◆ **DATASET RECORDS**:
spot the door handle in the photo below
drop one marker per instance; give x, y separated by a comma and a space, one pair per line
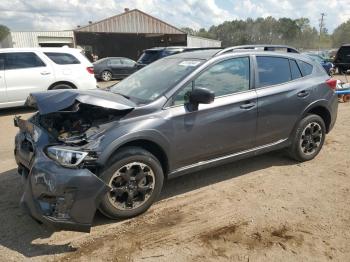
303, 93
247, 105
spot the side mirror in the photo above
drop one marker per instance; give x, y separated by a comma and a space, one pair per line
201, 96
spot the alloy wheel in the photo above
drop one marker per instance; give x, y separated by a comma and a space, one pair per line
106, 76
311, 138
132, 185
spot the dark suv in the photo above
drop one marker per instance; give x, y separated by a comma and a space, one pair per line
112, 150
342, 59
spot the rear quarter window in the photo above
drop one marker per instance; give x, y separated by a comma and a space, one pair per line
273, 70
294, 69
62, 58
305, 68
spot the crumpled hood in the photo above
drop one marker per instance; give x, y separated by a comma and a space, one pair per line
59, 100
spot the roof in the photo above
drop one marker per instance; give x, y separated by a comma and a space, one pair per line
133, 21
210, 53
40, 49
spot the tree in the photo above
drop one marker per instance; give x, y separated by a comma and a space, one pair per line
4, 31
341, 34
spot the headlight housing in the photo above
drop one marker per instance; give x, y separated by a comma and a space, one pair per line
66, 157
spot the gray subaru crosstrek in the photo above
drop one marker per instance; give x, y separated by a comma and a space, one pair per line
111, 150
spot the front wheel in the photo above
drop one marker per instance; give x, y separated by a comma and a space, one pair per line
106, 76
135, 177
308, 138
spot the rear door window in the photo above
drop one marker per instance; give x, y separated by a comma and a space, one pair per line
128, 62
2, 61
114, 62
62, 58
20, 60
305, 68
294, 69
273, 70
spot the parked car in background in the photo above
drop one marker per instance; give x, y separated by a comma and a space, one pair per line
150, 55
153, 54
110, 68
328, 66
342, 59
112, 150
27, 70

◆ **TASK**: Reproduce the records from the line containing "spot the parked" through the end of the records, keeping every line, requests included. Shift each x and y coordinate in the answers up by 100.

◆ **SOLUTION TO THIS EXERCISE**:
spot the parked car in background in the photo above
drop one marker per instance; give x, y separated by a comma and a space, one pair per line
250, 155
253, 154
210, 168
428, 166
442, 159
212, 250
127, 170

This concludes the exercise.